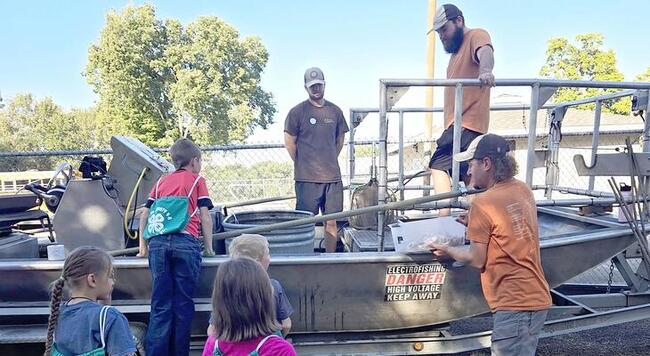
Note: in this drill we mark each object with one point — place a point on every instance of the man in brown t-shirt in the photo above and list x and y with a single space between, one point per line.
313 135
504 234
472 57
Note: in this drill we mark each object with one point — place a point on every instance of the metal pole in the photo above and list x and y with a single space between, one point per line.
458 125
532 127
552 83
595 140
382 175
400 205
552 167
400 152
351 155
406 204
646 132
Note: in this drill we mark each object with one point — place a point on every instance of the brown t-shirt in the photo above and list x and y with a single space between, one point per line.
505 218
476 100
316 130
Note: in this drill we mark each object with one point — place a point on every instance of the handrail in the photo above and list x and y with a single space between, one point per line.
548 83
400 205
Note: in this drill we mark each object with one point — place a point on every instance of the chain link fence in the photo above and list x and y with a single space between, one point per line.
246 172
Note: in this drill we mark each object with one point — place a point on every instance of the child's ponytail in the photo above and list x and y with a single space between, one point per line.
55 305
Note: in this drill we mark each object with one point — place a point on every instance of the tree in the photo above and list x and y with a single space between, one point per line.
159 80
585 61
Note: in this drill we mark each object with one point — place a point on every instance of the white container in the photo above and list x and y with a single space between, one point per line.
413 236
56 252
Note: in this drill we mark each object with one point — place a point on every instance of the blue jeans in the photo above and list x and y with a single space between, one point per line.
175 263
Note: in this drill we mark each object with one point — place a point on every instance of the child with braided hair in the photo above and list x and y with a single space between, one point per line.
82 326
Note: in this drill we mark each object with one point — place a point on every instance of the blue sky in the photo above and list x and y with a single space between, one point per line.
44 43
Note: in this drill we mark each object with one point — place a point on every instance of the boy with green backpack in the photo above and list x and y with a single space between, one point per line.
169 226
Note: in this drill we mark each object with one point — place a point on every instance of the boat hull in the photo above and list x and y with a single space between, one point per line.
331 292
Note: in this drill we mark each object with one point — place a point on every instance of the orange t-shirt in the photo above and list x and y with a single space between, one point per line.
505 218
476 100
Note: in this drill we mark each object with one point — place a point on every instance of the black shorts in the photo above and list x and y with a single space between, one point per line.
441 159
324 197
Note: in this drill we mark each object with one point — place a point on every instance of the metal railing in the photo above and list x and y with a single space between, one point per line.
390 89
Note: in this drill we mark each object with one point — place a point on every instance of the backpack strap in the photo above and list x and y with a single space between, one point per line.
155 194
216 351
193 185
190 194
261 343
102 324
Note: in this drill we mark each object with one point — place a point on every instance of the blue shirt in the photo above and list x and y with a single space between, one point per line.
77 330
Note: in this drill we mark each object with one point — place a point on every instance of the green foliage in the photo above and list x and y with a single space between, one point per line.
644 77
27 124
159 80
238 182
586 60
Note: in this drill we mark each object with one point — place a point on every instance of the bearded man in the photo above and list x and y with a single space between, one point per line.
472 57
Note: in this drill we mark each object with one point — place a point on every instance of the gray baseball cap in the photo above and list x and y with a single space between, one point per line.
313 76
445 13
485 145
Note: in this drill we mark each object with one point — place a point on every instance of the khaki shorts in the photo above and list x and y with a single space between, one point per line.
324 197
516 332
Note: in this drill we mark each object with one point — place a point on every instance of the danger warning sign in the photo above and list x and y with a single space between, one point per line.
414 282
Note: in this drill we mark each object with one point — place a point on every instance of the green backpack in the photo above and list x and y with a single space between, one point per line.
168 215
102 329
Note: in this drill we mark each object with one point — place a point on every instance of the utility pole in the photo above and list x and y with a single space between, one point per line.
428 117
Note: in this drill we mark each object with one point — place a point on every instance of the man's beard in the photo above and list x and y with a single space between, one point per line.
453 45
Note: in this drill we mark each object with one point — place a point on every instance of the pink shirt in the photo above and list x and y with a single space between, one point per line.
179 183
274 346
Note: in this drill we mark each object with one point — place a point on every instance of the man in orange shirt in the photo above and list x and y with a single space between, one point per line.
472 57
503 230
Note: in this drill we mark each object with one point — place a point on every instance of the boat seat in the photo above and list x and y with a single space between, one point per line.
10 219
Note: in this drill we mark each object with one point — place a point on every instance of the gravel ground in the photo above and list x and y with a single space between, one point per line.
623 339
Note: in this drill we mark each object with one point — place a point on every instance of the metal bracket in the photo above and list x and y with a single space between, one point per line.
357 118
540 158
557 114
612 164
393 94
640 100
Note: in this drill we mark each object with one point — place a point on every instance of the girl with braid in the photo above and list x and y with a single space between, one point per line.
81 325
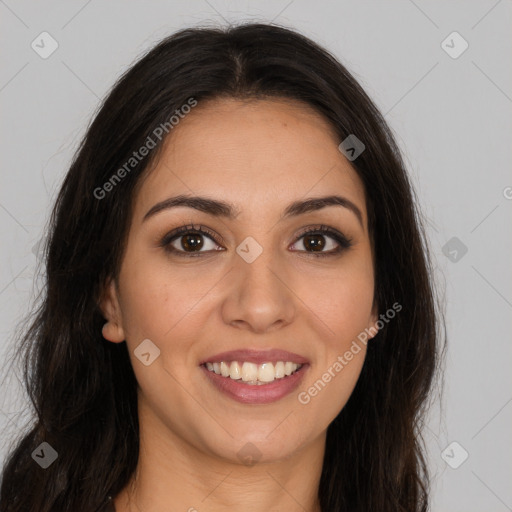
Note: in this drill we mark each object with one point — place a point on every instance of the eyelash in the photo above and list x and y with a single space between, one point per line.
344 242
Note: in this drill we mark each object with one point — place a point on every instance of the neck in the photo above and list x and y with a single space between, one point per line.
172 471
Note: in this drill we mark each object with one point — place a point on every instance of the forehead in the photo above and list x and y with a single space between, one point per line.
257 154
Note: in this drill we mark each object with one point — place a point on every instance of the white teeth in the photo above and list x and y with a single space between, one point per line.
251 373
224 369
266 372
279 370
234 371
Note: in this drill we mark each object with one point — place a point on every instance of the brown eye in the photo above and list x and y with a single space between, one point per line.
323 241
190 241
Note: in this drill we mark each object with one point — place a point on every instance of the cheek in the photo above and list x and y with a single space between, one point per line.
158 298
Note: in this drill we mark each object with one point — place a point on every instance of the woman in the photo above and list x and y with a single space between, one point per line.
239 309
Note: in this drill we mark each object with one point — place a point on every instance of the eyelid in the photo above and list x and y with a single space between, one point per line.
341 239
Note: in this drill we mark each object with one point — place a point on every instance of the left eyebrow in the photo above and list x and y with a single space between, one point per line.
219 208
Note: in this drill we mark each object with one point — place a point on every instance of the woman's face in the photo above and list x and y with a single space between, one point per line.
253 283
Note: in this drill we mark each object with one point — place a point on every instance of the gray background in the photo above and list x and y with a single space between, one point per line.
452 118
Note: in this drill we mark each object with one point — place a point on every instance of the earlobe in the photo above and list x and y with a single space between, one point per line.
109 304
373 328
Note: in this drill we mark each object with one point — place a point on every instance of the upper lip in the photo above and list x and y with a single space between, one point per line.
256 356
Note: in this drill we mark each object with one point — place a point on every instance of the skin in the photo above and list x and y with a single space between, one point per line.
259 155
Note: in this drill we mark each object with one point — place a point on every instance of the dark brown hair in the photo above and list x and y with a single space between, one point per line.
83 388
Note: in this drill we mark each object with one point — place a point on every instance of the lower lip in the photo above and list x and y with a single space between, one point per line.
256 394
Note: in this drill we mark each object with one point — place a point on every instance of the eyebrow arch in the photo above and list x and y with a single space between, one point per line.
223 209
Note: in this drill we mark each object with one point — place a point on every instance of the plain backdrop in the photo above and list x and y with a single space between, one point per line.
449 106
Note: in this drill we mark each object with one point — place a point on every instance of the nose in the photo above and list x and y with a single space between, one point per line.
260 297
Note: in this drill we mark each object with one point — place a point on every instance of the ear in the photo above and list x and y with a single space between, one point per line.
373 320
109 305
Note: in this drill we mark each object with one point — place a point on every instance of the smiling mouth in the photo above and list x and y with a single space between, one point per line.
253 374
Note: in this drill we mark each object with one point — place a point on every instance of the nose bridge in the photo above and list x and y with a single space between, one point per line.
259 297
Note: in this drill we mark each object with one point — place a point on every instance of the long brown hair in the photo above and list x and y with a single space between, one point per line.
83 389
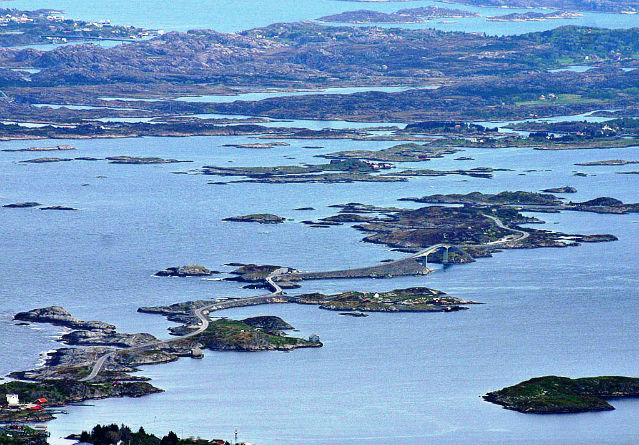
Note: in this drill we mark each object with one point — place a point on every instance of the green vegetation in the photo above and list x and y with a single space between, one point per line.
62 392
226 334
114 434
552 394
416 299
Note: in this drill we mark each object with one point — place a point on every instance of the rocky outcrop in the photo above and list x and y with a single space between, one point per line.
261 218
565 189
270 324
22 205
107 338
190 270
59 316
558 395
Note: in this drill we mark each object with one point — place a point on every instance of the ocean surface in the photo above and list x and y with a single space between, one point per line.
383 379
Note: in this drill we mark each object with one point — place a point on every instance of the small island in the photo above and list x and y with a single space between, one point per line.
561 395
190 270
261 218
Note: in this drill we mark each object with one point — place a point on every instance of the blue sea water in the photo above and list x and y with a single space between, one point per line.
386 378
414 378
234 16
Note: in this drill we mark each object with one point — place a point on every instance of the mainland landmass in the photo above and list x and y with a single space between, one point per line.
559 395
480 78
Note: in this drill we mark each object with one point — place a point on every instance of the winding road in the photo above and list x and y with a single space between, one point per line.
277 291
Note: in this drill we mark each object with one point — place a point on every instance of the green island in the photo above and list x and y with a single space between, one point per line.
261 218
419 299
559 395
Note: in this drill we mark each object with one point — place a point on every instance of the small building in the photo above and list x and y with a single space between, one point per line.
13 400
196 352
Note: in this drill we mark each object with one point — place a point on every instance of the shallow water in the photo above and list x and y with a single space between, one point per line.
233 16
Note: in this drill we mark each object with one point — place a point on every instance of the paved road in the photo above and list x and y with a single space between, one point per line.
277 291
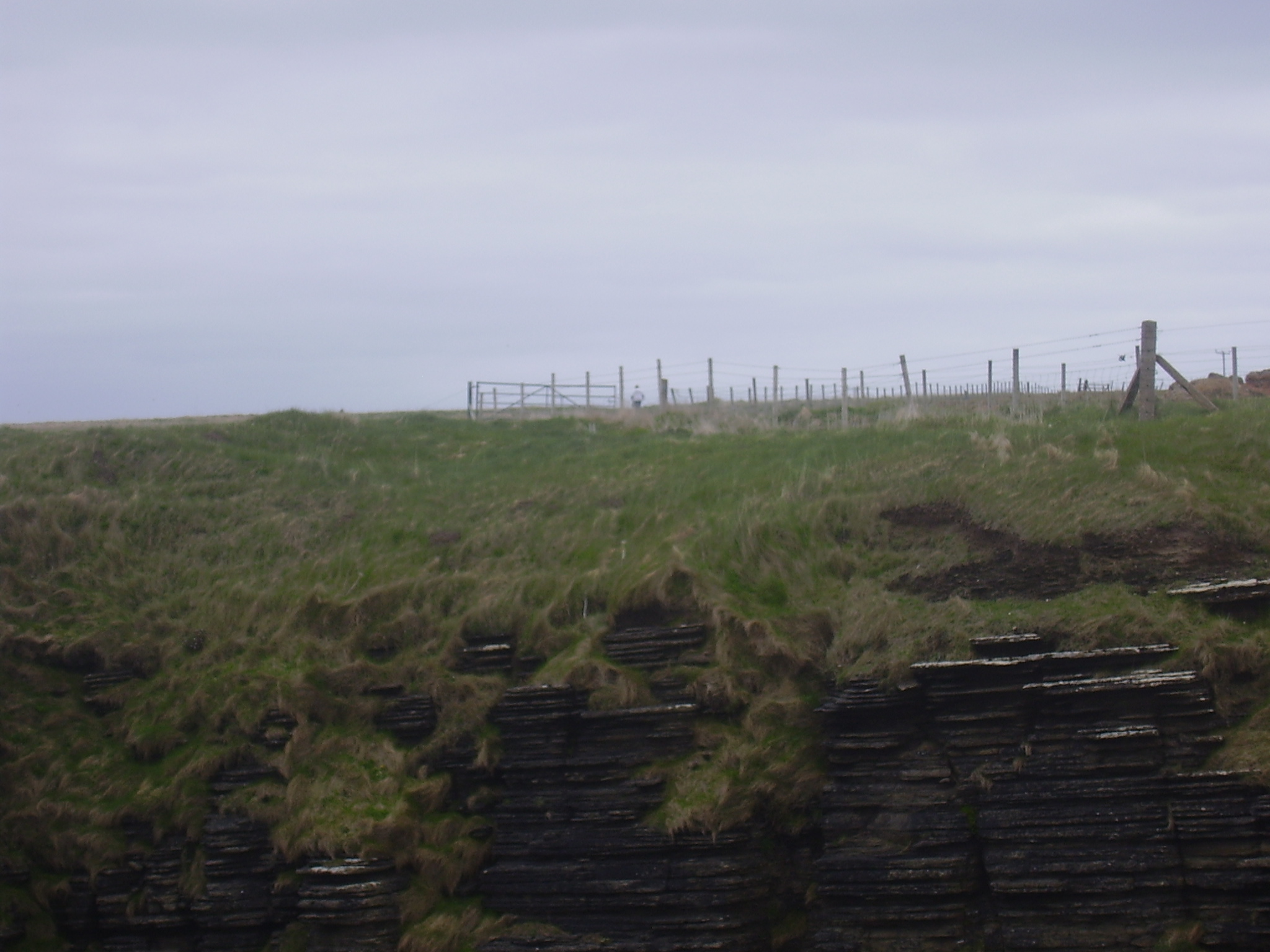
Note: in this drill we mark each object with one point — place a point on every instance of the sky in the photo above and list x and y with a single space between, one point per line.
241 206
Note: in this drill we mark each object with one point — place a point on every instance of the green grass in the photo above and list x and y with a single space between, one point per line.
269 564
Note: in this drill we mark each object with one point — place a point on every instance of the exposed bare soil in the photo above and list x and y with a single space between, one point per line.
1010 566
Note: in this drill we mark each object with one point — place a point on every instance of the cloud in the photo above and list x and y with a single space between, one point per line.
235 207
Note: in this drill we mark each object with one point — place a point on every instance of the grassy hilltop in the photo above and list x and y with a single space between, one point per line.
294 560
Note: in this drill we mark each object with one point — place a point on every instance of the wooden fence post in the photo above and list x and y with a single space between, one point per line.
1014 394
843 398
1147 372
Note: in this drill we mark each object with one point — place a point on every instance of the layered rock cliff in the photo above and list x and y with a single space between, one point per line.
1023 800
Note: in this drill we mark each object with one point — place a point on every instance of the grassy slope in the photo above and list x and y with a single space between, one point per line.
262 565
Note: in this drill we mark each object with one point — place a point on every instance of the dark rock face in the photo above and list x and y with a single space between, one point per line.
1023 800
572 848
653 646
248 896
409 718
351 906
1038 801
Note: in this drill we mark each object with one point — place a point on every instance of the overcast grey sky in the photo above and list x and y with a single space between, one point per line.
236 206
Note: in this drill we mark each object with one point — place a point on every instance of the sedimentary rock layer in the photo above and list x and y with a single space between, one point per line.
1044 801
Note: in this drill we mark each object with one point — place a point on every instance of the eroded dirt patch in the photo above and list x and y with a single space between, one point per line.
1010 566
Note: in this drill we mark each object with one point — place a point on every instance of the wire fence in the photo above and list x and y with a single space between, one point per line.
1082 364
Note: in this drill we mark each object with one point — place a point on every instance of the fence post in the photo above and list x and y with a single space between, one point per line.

━━━━━━

* _WRITTEN PROBLEM_:
Copy out the lines from the line containing "of the sedimentary" to the end of the listing above, without alteration.

* _COMPLETE RESPONSE_:
Note: in this drill we mark each object with one point — place a point on every instance of the sedimentary rock layer in the photo above and list x and y with a single space between, one point per line.
1044 801
Note: in this drill we mark each object with one point — place a point on every instance of the eroded dirt patch in the photo above and list x and y with a single space between, one point per line.
1010 566
Note: in this drill we mark each object with one point — place a point on every instance of the wire fence in the photo above and list x and y with a single space between, one point per line.
1082 364
Note: in this drill we mark each object with one point — place a point on every instance of the fence post in the photo above and list x and y with a single space between, one point per line.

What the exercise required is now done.